Aim of the exercise: With the material below, print exactly the lines between the line holding "Mark each instance of the wooden hut" and the line holding "Mark each instance of the grassy", inclusive. Add nothing else.
BEGIN Data shown
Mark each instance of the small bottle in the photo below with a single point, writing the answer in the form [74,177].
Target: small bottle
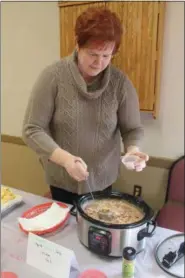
[128,264]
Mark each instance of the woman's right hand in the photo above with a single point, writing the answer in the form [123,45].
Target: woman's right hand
[74,165]
[76,168]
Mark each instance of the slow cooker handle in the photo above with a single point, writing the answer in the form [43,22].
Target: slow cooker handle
[145,232]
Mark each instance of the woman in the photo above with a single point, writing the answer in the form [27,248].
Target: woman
[78,109]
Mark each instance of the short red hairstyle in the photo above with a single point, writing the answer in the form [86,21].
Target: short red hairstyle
[98,24]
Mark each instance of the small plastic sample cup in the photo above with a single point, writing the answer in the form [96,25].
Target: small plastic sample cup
[92,273]
[129,161]
[8,275]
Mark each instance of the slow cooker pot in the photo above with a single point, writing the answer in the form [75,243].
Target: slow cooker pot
[110,239]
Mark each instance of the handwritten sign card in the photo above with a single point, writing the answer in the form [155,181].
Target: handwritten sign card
[49,257]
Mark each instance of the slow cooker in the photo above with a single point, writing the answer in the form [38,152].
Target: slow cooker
[110,239]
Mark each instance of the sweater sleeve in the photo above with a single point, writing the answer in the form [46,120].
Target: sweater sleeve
[39,112]
[130,126]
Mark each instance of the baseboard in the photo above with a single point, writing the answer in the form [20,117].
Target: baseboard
[159,162]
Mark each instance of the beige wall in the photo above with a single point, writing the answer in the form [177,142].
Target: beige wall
[30,41]
[21,169]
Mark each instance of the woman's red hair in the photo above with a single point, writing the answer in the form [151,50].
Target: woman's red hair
[98,24]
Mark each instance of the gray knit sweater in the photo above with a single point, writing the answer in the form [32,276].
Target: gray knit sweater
[64,112]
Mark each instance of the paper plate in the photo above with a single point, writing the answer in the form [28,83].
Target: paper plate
[35,211]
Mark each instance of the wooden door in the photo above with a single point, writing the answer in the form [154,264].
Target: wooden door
[138,52]
[69,12]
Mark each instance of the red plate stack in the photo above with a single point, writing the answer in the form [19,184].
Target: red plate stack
[35,211]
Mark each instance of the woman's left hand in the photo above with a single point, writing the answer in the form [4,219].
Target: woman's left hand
[140,164]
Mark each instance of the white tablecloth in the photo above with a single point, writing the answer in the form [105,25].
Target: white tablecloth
[14,247]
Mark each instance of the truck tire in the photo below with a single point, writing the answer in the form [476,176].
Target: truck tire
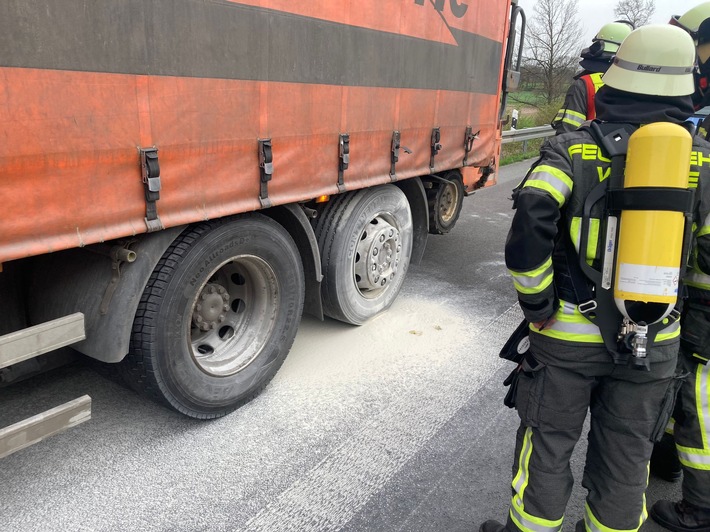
[365,239]
[217,317]
[445,202]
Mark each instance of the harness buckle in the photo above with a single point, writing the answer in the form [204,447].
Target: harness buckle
[587,306]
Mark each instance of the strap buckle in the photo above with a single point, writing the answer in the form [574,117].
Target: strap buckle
[587,306]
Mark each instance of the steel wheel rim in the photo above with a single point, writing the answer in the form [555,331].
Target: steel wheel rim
[233,315]
[377,259]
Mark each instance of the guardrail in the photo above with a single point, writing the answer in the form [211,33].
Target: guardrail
[528,133]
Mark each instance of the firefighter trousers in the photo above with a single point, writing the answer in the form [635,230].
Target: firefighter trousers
[692,431]
[629,408]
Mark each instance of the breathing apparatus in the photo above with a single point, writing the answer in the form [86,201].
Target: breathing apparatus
[646,201]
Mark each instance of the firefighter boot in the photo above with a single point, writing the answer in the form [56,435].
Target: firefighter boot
[492,526]
[665,463]
[681,516]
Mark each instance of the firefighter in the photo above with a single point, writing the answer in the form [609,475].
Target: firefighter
[572,370]
[579,100]
[691,430]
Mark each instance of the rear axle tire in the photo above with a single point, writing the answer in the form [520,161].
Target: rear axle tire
[365,238]
[217,317]
[445,203]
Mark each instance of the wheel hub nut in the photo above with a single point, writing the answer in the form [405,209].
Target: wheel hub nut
[210,311]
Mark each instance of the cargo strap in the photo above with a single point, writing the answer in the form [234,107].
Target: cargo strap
[150,173]
[266,169]
[435,147]
[344,159]
[469,138]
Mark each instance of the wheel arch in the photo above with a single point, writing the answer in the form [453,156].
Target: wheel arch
[292,218]
[76,280]
[416,195]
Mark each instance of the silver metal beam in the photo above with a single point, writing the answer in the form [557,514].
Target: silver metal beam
[43,338]
[40,427]
[528,133]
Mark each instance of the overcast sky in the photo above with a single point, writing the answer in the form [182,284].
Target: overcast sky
[593,14]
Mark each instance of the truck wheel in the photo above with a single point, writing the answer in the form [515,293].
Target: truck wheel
[445,202]
[217,317]
[365,239]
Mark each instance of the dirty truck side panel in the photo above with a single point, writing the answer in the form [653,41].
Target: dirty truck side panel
[84,85]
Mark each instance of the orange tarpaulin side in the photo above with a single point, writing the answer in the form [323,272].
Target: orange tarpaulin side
[69,160]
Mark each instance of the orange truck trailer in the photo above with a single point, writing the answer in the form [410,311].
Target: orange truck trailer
[181,179]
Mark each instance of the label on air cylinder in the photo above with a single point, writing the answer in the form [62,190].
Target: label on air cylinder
[649,280]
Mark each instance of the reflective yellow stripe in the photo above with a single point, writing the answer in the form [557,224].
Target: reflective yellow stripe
[700,458]
[551,180]
[581,116]
[523,520]
[534,281]
[575,232]
[571,122]
[594,525]
[697,279]
[596,78]
[572,326]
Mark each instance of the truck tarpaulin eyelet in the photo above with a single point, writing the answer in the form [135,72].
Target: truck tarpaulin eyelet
[266,166]
[435,146]
[344,156]
[468,141]
[396,146]
[150,173]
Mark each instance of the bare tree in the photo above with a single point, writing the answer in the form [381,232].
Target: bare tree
[637,11]
[553,46]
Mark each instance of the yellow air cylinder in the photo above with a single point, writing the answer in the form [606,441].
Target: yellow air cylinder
[650,243]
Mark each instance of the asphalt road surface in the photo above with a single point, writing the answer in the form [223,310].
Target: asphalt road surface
[397,425]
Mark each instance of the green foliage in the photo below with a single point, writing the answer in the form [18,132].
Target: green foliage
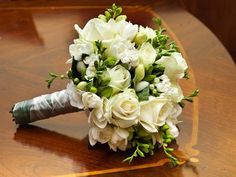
[166,139]
[113,12]
[144,94]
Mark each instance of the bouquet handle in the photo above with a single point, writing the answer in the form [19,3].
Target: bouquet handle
[42,107]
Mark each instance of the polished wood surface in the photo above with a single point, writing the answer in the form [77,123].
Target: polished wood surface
[34,40]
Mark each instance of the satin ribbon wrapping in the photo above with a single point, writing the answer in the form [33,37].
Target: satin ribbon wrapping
[42,107]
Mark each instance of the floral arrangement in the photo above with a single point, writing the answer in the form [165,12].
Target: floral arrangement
[125,76]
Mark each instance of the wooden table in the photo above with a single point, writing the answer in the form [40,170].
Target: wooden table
[34,39]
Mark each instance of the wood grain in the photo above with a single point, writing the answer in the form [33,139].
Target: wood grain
[34,39]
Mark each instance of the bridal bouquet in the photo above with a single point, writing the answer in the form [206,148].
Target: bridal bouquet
[125,76]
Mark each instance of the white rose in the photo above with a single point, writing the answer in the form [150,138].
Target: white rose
[119,139]
[102,135]
[80,47]
[168,89]
[147,54]
[153,113]
[175,66]
[96,29]
[100,115]
[90,100]
[120,78]
[75,96]
[125,109]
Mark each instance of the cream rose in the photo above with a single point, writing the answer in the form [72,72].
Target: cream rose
[90,100]
[147,54]
[175,66]
[120,78]
[125,109]
[153,113]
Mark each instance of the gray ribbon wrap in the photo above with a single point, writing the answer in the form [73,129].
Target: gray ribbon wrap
[42,107]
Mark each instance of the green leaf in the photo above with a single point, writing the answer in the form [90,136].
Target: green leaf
[157,21]
[144,94]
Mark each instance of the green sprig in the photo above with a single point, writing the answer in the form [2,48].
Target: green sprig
[167,138]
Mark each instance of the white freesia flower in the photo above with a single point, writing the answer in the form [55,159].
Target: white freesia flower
[116,137]
[147,54]
[100,115]
[125,109]
[90,100]
[80,47]
[126,30]
[149,32]
[168,89]
[102,135]
[120,78]
[119,139]
[154,112]
[95,29]
[175,66]
[91,58]
[123,51]
[75,95]
[90,71]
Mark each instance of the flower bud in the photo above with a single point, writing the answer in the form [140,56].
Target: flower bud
[76,80]
[81,67]
[121,17]
[139,73]
[108,15]
[82,86]
[107,92]
[102,17]
[93,90]
[141,85]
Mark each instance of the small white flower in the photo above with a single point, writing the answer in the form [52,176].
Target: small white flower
[168,89]
[120,78]
[95,29]
[119,139]
[154,112]
[149,32]
[100,115]
[80,47]
[125,109]
[126,30]
[116,137]
[90,100]
[147,54]
[175,66]
[90,71]
[91,58]
[102,135]
[75,95]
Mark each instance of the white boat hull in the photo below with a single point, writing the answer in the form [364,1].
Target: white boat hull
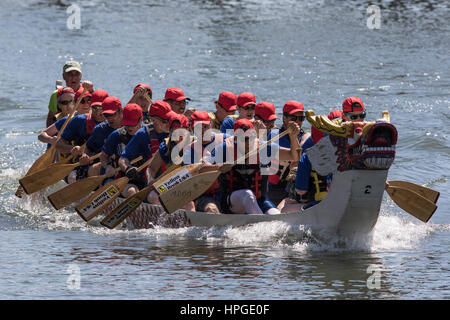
[351,207]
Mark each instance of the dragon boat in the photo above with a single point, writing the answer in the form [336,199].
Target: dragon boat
[358,155]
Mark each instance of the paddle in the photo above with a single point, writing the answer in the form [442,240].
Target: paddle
[77,190]
[48,176]
[425,192]
[164,183]
[412,202]
[194,187]
[95,203]
[49,156]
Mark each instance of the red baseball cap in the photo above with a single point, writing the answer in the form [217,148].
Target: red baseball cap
[292,107]
[246,98]
[110,105]
[243,123]
[98,96]
[64,90]
[160,109]
[181,121]
[227,100]
[86,94]
[266,110]
[200,116]
[352,104]
[145,86]
[175,94]
[131,114]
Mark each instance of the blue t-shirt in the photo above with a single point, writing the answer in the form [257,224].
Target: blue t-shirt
[140,145]
[228,123]
[219,153]
[285,142]
[98,136]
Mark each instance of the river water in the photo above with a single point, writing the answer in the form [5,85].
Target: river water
[317,52]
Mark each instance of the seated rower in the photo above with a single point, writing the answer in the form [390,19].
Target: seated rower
[244,186]
[246,104]
[170,153]
[77,132]
[225,107]
[72,76]
[115,145]
[142,96]
[293,112]
[205,141]
[178,101]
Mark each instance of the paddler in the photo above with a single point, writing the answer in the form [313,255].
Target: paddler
[244,187]
[48,135]
[246,104]
[205,141]
[309,185]
[142,96]
[146,141]
[226,106]
[170,153]
[115,144]
[293,112]
[178,101]
[72,76]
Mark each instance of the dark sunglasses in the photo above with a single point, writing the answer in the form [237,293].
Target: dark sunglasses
[65,102]
[294,118]
[356,116]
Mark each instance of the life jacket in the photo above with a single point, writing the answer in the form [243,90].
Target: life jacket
[284,166]
[154,144]
[243,176]
[318,186]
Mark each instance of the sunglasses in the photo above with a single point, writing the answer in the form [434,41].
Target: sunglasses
[65,102]
[356,116]
[248,107]
[294,118]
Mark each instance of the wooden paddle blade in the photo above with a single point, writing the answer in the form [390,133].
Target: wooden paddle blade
[127,207]
[94,204]
[425,192]
[41,163]
[188,190]
[74,191]
[46,177]
[412,202]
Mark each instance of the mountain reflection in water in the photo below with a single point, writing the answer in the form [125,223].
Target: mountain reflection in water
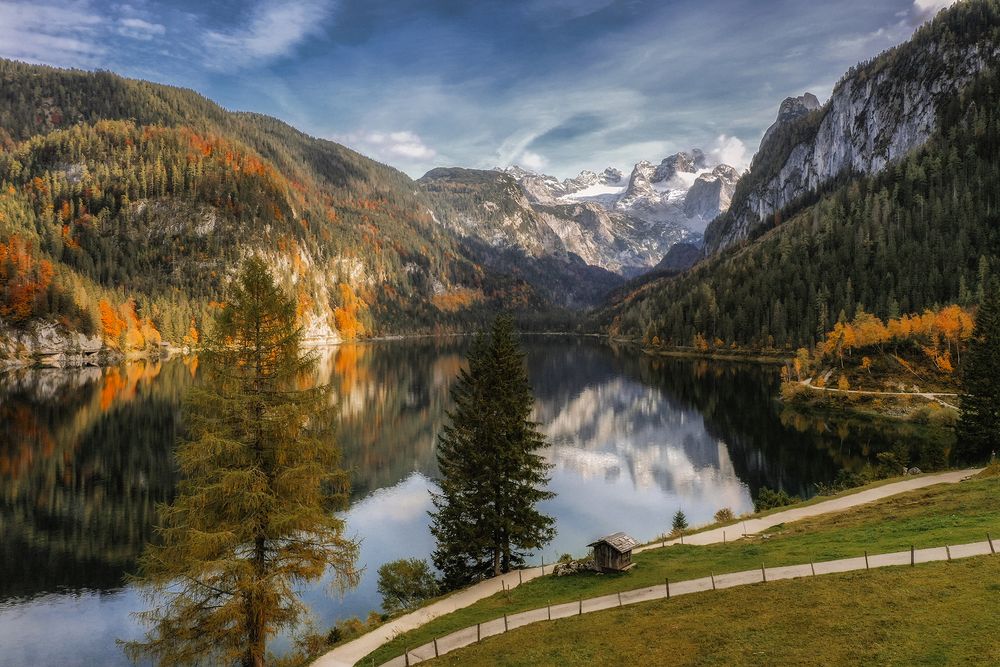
[86,455]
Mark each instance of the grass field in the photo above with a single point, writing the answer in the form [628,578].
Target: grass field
[935,516]
[933,614]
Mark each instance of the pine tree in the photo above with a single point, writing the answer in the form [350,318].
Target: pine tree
[679,523]
[255,510]
[485,518]
[979,424]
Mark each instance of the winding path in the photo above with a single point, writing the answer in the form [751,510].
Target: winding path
[931,396]
[472,634]
[348,654]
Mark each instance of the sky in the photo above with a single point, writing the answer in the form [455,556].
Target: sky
[556,86]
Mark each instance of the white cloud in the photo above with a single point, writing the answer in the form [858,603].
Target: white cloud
[389,146]
[274,29]
[532,161]
[865,45]
[731,151]
[60,34]
[927,8]
[139,29]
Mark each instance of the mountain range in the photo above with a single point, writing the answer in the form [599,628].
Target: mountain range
[125,206]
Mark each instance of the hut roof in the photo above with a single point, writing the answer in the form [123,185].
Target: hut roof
[620,542]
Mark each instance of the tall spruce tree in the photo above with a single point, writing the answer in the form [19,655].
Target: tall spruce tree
[485,518]
[255,511]
[979,424]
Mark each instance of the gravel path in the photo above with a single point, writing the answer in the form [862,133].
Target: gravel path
[348,654]
[470,635]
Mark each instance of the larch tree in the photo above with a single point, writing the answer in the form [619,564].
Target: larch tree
[978,426]
[485,516]
[255,511]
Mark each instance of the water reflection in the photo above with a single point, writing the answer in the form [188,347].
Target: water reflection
[85,455]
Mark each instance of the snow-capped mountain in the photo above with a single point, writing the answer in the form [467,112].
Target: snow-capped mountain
[682,192]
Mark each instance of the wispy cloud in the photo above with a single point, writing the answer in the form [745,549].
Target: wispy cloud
[866,44]
[274,29]
[137,28]
[58,33]
[731,151]
[389,146]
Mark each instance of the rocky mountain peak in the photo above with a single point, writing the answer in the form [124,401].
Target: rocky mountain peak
[611,176]
[792,108]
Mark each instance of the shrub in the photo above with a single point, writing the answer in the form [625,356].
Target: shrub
[405,583]
[845,480]
[769,499]
[724,515]
[890,464]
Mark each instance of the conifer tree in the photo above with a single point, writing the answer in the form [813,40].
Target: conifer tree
[979,424]
[679,522]
[255,510]
[485,518]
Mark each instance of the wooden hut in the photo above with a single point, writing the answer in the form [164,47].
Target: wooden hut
[614,552]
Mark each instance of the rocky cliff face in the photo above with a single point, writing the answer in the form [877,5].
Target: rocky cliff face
[791,109]
[876,115]
[658,194]
[48,345]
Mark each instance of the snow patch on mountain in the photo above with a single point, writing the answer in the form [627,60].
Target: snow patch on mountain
[660,194]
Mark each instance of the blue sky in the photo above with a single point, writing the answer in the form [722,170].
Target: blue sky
[554,85]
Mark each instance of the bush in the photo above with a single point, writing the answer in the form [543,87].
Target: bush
[405,583]
[769,499]
[724,515]
[845,480]
[890,464]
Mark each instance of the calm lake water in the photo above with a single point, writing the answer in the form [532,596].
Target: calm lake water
[86,455]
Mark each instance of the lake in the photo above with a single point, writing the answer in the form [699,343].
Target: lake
[86,455]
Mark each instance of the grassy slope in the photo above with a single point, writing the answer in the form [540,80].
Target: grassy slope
[934,614]
[935,516]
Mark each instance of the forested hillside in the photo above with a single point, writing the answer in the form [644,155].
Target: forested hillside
[923,233]
[124,206]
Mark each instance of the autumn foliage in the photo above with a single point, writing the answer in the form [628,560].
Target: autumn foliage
[941,336]
[346,315]
[24,279]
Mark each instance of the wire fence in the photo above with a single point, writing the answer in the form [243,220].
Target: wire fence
[476,633]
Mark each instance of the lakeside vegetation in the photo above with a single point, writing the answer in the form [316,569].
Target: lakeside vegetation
[935,516]
[875,617]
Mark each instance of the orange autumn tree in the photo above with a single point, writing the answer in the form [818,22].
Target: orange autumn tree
[23,279]
[346,315]
[940,335]
[111,324]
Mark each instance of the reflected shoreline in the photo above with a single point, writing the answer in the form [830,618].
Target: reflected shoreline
[86,454]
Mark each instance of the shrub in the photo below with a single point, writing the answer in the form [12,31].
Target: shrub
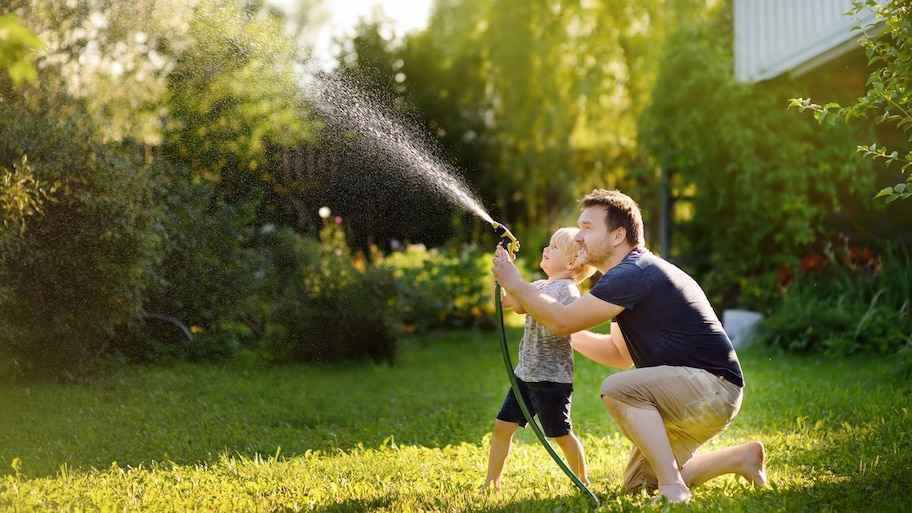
[844,301]
[441,288]
[78,270]
[204,280]
[320,307]
[733,152]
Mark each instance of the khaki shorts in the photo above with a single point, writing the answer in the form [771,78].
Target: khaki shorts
[695,406]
END Data shown
Written answer:
Mark each instance of the wooden hut in the photo above with a single point, writing the answer in the form [164,47].
Target: wooden hut
[614,552]
Mark each instance of the rocky cliff face in the photo above with a single point, writing the answer in the form [877,5].
Target: rocky cliff face
[791,109]
[876,115]
[658,194]
[48,345]
Mark each instance of the snow patch on mountain in the photo above with a single point, writing the answer in the form [627,60].
Target: snow patch on mountain
[660,194]
Mark each instance of the blue sky in the photo above with a single point, writing the answer in the form [722,170].
Target: blue sky
[554,85]
Mark each instance of the bush in the photo above with a single point, writing the answer in the form [543,87].
Target: bush
[405,583]
[769,499]
[724,515]
[845,480]
[890,464]
Mark each instance of the calm lake water in the photo above with a single point, writing the answer in the form [532,596].
Target: calm lake water
[86,455]
Mark each instance of the lake in the photo above with a single point, writing the answer in the form [699,343].
Target: lake
[86,455]
Mark each instance of the grassy slope in the photo above with a single point, writing the answer in the form [540,80].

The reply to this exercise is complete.